__TASK INSTRUCTIONS__: Set down, word for word, the stretch of lines from the one containing "Each instance receives one keypoint. Put a point on the bare" to the end of the records below.
##### EXERCISE MATERIAL
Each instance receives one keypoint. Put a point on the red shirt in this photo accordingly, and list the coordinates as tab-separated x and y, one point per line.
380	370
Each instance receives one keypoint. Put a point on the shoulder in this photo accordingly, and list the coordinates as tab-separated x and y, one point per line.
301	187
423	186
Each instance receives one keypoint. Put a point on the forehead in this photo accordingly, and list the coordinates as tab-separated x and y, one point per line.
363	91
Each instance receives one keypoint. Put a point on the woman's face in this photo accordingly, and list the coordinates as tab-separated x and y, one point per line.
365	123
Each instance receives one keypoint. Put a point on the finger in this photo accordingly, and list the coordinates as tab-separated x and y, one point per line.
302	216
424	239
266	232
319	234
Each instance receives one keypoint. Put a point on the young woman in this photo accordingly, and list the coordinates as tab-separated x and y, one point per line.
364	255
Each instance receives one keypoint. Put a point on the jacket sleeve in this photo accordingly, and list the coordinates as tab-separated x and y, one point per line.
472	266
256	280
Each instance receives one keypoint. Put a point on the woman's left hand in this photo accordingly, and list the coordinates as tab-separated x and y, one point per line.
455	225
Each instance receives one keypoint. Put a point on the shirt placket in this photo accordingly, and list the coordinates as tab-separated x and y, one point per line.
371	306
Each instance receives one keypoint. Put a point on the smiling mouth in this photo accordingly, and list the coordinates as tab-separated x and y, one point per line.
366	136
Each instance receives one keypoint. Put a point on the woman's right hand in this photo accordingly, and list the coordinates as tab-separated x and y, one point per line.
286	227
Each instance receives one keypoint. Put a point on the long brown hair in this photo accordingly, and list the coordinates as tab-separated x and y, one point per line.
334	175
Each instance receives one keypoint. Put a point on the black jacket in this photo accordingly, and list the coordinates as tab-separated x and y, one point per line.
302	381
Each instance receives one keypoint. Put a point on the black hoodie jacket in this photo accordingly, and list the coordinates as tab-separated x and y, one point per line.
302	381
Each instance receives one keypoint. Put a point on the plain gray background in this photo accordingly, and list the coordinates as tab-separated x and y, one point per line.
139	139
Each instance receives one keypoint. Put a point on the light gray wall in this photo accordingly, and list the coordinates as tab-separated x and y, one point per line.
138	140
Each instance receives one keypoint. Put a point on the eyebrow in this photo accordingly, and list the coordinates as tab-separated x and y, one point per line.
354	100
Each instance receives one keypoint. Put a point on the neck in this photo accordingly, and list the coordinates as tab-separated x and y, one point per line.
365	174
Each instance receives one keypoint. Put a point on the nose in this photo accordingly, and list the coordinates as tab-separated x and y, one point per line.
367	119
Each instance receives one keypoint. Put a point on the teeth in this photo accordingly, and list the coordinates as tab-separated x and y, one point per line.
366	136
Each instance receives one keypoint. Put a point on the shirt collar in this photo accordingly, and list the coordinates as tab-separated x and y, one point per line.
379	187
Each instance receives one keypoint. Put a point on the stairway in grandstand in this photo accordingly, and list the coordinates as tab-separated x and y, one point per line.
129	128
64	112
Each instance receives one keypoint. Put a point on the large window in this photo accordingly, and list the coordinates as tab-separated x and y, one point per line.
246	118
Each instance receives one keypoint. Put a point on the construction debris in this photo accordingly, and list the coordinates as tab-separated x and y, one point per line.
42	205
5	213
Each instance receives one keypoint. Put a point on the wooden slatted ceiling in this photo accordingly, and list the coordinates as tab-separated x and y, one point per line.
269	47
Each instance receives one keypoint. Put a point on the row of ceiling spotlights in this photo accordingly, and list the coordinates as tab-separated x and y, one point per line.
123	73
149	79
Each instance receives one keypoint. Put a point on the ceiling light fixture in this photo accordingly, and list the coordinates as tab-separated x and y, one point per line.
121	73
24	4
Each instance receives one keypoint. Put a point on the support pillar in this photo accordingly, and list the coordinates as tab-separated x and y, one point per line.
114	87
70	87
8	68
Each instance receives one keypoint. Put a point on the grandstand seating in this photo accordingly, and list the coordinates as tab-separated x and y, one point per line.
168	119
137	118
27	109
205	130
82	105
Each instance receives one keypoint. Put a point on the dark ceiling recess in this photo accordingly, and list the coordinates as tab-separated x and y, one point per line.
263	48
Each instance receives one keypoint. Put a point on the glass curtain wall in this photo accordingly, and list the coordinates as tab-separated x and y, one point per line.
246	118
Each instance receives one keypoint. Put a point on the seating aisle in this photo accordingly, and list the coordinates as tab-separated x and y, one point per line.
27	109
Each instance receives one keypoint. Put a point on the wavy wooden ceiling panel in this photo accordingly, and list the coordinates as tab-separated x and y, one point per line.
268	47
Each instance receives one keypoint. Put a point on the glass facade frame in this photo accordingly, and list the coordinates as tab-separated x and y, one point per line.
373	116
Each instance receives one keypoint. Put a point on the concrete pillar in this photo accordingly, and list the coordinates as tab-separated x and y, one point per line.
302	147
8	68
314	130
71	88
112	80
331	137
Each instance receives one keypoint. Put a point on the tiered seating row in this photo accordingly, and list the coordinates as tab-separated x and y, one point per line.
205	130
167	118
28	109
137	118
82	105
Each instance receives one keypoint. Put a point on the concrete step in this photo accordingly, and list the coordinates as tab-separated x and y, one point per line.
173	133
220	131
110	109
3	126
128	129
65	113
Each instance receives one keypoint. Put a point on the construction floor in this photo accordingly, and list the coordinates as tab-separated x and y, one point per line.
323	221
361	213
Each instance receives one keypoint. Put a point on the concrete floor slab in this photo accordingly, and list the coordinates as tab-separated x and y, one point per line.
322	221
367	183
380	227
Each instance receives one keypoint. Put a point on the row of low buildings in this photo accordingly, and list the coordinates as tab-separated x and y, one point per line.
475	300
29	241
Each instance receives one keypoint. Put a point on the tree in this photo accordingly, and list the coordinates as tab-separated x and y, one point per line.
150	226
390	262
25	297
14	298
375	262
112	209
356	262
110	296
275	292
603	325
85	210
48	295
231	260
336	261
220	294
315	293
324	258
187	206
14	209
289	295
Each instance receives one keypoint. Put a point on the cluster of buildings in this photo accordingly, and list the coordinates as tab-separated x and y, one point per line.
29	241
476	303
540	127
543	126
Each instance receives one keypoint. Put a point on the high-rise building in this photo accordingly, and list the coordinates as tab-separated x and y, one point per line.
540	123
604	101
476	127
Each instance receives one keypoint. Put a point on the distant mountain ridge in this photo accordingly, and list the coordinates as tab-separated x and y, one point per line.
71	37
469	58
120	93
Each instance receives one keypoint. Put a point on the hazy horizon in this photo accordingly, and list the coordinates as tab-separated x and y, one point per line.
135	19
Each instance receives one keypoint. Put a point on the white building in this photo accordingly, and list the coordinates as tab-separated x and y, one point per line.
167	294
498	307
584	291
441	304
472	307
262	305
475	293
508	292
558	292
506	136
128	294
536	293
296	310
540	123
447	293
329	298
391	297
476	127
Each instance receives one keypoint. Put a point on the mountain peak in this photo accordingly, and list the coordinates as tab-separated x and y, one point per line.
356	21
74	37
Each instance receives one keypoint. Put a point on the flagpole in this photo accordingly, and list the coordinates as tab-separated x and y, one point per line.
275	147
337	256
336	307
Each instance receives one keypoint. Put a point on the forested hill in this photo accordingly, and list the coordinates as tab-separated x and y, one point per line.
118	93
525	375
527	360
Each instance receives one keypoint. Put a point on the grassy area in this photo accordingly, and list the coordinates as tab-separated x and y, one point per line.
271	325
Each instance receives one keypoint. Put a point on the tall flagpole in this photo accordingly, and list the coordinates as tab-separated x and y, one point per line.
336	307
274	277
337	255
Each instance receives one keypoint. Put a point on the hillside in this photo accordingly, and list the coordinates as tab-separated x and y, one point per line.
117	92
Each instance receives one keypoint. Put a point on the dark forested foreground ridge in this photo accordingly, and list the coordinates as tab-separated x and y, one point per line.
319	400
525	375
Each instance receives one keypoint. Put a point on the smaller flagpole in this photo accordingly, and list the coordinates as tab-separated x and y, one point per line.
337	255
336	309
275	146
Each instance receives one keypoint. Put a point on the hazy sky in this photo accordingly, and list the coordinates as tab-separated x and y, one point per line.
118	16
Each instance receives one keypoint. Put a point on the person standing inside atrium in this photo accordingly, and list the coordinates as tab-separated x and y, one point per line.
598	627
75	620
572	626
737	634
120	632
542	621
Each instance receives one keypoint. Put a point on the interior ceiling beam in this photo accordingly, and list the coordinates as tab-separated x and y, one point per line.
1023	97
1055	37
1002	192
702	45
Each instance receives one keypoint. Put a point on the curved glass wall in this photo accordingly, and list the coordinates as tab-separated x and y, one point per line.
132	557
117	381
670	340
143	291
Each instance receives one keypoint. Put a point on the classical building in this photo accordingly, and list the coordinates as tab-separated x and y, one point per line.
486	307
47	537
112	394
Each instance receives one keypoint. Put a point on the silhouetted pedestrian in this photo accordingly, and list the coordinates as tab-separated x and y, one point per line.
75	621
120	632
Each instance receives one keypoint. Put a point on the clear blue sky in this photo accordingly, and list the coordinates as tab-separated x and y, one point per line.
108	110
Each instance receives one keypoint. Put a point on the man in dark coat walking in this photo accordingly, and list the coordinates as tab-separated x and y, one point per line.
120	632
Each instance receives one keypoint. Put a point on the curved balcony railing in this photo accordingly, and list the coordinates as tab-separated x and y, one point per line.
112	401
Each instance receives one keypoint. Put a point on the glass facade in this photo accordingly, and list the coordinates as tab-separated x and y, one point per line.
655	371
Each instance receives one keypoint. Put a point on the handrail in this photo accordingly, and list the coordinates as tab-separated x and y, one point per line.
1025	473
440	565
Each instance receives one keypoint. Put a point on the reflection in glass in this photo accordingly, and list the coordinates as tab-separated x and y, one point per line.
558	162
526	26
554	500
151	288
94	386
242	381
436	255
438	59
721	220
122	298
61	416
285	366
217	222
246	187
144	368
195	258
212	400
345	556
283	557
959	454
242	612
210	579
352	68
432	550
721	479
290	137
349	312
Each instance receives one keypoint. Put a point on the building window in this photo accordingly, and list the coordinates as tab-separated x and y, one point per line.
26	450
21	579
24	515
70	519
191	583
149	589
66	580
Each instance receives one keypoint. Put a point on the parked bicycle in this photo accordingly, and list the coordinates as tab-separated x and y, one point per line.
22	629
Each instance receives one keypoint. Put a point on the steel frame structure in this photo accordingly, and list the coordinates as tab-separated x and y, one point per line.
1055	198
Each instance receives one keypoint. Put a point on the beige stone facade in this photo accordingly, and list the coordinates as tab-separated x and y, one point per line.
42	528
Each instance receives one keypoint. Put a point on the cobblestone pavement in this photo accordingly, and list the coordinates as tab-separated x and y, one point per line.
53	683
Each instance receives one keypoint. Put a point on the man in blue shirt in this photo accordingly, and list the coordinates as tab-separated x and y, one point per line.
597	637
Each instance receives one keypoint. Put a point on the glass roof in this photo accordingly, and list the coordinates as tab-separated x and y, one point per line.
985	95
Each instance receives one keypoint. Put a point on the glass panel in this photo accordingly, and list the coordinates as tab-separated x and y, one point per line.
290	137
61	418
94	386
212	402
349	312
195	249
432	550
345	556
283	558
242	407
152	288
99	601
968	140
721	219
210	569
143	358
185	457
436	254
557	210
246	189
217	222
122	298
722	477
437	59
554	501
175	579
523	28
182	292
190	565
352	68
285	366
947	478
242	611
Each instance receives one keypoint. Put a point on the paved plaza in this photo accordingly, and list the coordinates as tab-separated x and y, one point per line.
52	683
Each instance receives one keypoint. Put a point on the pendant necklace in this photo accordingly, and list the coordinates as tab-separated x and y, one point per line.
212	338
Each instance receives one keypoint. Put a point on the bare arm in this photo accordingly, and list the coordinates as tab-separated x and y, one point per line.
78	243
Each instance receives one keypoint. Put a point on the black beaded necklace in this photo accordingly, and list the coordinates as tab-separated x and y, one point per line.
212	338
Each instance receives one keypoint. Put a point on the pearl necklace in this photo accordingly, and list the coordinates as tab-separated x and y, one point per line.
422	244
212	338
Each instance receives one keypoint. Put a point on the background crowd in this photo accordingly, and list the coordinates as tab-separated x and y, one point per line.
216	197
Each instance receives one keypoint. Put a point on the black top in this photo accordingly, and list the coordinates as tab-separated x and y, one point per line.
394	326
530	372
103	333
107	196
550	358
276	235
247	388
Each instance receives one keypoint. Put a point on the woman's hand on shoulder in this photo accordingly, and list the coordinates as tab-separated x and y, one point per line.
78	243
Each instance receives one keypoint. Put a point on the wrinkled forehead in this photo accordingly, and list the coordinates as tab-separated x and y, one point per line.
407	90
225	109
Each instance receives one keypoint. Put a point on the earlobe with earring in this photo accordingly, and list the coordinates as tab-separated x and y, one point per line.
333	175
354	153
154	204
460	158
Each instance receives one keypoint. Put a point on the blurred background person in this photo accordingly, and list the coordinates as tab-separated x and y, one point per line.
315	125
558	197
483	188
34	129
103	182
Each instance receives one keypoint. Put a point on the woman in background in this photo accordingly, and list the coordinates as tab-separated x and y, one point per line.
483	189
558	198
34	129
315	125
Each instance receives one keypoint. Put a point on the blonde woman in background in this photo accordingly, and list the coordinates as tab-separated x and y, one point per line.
##########
__SOLUTION BELOW__:
Each instance receives one keypoint. Put a point on the bare arm in this photo accordingly, and list the coordinates as tab-separated x and y, one point per line.
78	243
Each instance receives one keypoint. Put a point on the black beaded necklace in this photo accordingly, and list the coordinates as tab-separated x and y, one point per line.
212	338
Each instance receives one keypoint. Put a point on the pearl necklace in this photo accordingly, and list the coordinates as tab-separated x and y, one point per line.
422	244
212	338
Each instance receives one keypoint. Put a point on the background crowd in this photo accordingly, and list the coordinates as tab-separated x and y, one point per line.
216	197
Each instance receives one keypoint. Put a point on the black top in this photo accordingly, and list the coordinates as tab-separated x and y, one point per line.
394	326
530	372
103	333
107	196
550	358
276	235
247	388
Each instance receives one keypoint. Put a point on the woman's hand on shoulder in this photo accordingly, and list the coordinates as tab-separated x and y, one point per line.
78	243
Each instance receives one keypoint. Put a point on the wrinkled forehead in this photo accordingly, and list the coordinates as tab-separated x and y, one point per line.
407	90
225	109
Each instance receives one keypoint. Put a point on the earlobe with earring in this photo accordingly, and list the coordinates as tab-separated x and y, one point per line.
333	175
354	153
154	204
460	158
Each instance receives one keypoint. Put a point on the blurred background person in this photo accordingly, and list the coordinates as tab-separated x and y, one point per line.
315	125
558	197
483	188
34	129
103	182
Each instance receives one keypoint. Put a point on the woman in background in this photo accordingly, and list the coordinates as tab-separated x and y, one point per line.
483	189
558	198
34	129
315	125
Each instance receives one keypoint. Put a point on the blonde woman in background in this photo accordingly, and list the coordinates as tab-separated x and y, one point per line.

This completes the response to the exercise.